## TASK GOAL
Each record below should be given again exactly as it reads.

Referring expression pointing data
■ ■ ■ ■

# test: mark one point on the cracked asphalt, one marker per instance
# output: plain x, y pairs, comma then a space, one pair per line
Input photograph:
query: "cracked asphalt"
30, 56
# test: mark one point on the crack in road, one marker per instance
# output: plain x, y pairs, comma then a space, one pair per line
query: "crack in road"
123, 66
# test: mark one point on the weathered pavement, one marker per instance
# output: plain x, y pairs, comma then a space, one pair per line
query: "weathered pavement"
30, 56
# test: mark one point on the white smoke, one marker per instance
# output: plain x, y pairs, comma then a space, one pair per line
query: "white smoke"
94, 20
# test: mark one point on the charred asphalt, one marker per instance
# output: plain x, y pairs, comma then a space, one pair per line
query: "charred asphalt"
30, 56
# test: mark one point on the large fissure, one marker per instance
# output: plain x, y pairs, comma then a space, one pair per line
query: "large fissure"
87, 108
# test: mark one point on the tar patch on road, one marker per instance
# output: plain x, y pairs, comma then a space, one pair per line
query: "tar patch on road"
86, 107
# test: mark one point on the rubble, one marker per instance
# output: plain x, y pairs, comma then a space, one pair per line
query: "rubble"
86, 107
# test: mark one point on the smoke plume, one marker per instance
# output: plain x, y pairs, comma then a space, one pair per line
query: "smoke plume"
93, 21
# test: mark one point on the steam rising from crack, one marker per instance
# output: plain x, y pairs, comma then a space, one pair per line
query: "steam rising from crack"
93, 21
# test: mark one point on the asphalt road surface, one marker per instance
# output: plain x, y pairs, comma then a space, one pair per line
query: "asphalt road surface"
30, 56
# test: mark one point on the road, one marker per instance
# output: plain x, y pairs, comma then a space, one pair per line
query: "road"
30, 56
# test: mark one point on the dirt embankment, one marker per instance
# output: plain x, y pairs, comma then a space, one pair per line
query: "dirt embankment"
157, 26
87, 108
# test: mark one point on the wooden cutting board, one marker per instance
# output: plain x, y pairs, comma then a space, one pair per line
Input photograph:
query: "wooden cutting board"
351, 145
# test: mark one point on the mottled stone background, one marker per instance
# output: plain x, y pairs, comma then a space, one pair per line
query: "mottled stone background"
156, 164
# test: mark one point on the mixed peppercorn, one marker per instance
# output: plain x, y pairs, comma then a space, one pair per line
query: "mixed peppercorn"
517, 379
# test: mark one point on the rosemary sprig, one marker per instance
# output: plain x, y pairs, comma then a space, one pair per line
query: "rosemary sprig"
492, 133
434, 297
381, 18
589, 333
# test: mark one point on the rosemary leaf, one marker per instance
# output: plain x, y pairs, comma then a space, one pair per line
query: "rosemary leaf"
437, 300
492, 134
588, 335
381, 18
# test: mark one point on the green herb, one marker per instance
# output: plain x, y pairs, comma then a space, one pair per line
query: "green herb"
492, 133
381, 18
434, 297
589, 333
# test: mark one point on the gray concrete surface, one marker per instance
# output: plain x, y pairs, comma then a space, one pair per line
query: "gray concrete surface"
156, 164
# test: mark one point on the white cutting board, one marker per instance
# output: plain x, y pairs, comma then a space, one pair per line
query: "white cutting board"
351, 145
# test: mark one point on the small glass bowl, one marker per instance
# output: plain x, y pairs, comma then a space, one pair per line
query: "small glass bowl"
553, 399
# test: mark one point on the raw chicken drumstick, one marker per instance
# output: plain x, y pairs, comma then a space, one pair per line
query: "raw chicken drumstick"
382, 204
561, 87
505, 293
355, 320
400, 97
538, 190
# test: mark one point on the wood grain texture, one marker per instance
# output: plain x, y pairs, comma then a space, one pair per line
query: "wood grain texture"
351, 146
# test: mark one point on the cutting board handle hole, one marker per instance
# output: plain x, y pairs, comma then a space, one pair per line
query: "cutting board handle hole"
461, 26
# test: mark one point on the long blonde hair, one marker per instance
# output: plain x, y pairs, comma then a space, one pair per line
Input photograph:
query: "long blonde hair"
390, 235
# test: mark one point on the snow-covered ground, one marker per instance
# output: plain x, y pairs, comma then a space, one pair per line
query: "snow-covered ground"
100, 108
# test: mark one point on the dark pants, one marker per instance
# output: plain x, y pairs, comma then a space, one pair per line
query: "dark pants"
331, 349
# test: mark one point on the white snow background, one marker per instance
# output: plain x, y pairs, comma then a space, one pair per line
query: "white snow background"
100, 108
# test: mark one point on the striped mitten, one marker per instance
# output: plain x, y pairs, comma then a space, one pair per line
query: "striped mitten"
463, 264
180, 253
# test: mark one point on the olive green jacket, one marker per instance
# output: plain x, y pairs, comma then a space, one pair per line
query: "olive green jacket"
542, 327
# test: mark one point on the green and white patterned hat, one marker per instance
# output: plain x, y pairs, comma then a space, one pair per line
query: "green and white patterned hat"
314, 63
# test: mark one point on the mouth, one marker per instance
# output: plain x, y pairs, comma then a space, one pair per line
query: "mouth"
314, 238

■ ■ ■ ■

## ANSWER FOR THIS EXERCISE
# test: mark one point on the cracked asphalt, one marker per instance
# output: plain x, y pairs, comma then a space, one pair per line
Input photograph:
query: "cracked asphalt"
30, 56
# test: mark one point on the crack in road, one marker per instance
# output: plain x, y pairs, comma then a space, one pair per line
query: "crack in road"
123, 66
# test: mark one point on the weathered pavement, one marker per instance
# output: plain x, y pairs, comma then a space, one pair per line
query: "weathered pavement"
30, 56
# test: mark one point on the white smoke, one marker per instance
# output: plain x, y pairs, comma then a space, one pair per line
query: "white smoke"
94, 20
# test: mark one point on the charred asphalt, one marker per instance
# output: plain x, y pairs, comma then a space, one pair per line
query: "charred asphalt"
30, 56
# test: mark one point on the large fissure, one marker per instance
# output: plain x, y pairs, comma then a space, one pair per line
query: "large fissure"
87, 108
# test: mark one point on the tar patch on road, one marker per instance
# output: plain x, y pairs, comma then a space, one pair per line
query: "tar patch on road"
86, 107
# test: mark one point on the rubble, one marker per instance
# output: plain x, y pairs, comma then a space, one pair per line
query: "rubble"
86, 107
# test: mark one point on the smoke plume, one marker per instance
# output: plain x, y pairs, comma then a space, one pair per line
query: "smoke plume"
93, 21
# test: mark one point on the steam rising from crack, one marker per instance
# output: plain x, y pairs, comma then a space, one pair per line
query: "steam rising from crack"
93, 21
# test: mark one point on the asphalt road surface, one marker per instance
# output: plain x, y pairs, comma then a space, one pair per line
query: "asphalt road surface"
30, 56
# test: mark one point on the road, one marker per instance
# output: plain x, y pairs, comma then a space, one pair per line
query: "road"
30, 56
# test: mark one point on the dirt embankment, one marker per instance
# output: plain x, y pairs, comma then a space, one pair per line
query: "dirt embankment"
157, 26
87, 108
# test: mark one point on the wooden cutting board, one marker per instance
# output: plain x, y pairs, comma then a space, one pair per line
Input photograph:
query: "wooden cutting board"
351, 145
# test: mark one point on the mottled stone background, one marker per instance
# output: plain x, y pairs, comma then a space, one pair per line
query: "mottled stone background"
156, 164
# test: mark one point on the mixed peppercorn, one marker per instance
# output: plain x, y pairs, comma then a space, one pair per line
query: "mixed peppercorn"
517, 379
# test: mark one point on the rosemary sprig, one marker per instance
# output: plain x, y pairs, comma then a space, one pair per line
query: "rosemary sprig"
492, 133
434, 297
381, 18
589, 333
# test: mark one point on the rosemary leaf, one marker per instance
# output: plain x, y pairs, comma then a space, one pair per line
query: "rosemary leaf"
437, 300
492, 134
588, 335
381, 18
# test: mark one point on the green herb, one marker per instance
# output: plain x, y pairs, comma then a space, one pair per line
query: "green herb"
492, 133
381, 18
434, 297
589, 333
# test: mark one point on the gray concrete surface, one marker per instance
# output: plain x, y pairs, comma then a space, one pair per line
query: "gray concrete surface"
156, 164
# test: mark one point on the white cutting board, one marker per instance
# output: plain x, y pairs, comma then a space, one pair per line
query: "white cutting board"
351, 145
# test: mark one point on the small glass bowl, one marker per instance
# output: plain x, y pairs, comma then a space, one pair per line
query: "small glass bowl"
553, 399
# test: mark one point on the raw chicken drumstick, one marker per instance
# output: plain x, y pairs, comma then a space, one pair per line
query: "raw chicken drumstick"
382, 204
561, 87
505, 293
355, 320
400, 97
538, 190
# test: mark one point on the wood grain texture, one marker per instance
# output: plain x, y pairs, comma then a space, one pair per line
query: "wood grain texture"
351, 146
# test: mark one point on the cutting board handle hole, one marker per instance
# output: plain x, y pairs, comma then a space, one pair per line
query: "cutting board handle hole"
461, 26
# test: mark one point on the long blonde hair, one marker per instance
# output: plain x, y pairs, comma then a space, one pair per line
Input photograph:
query: "long blonde hair"
390, 235
# test: mark one point on the snow-covered ground, one marker per instance
# output: plain x, y pairs, comma then a space, one pair per line
query: "snow-covered ground"
100, 108
# test: mark one point on the dark pants, one marker per instance
# output: plain x, y pairs, comma then a space, one pair per line
query: "dark pants"
331, 349
# test: mark one point on the white snow background, one marker per instance
# output: plain x, y pairs, comma then a space, one pair per line
query: "white snow background"
100, 108
# test: mark one point on the striped mitten, one marker per instance
# output: plain x, y pairs, comma then a space, one pair per line
query: "striped mitten"
463, 264
180, 253
# test: mark one point on the olive green jacket, one marker per instance
# output: plain x, y pairs, comma then a space, one pair per line
query: "olive green jacket"
542, 327
# test: mark one point on the green and white patterned hat, one marker per instance
# output: plain x, y pairs, comma then a space, one pair per line
query: "green and white patterned hat"
314, 63
# test: mark one point on the mouth, one marker per instance
# output: plain x, y pairs, comma then a space, one pair per line
query: "mouth"
314, 238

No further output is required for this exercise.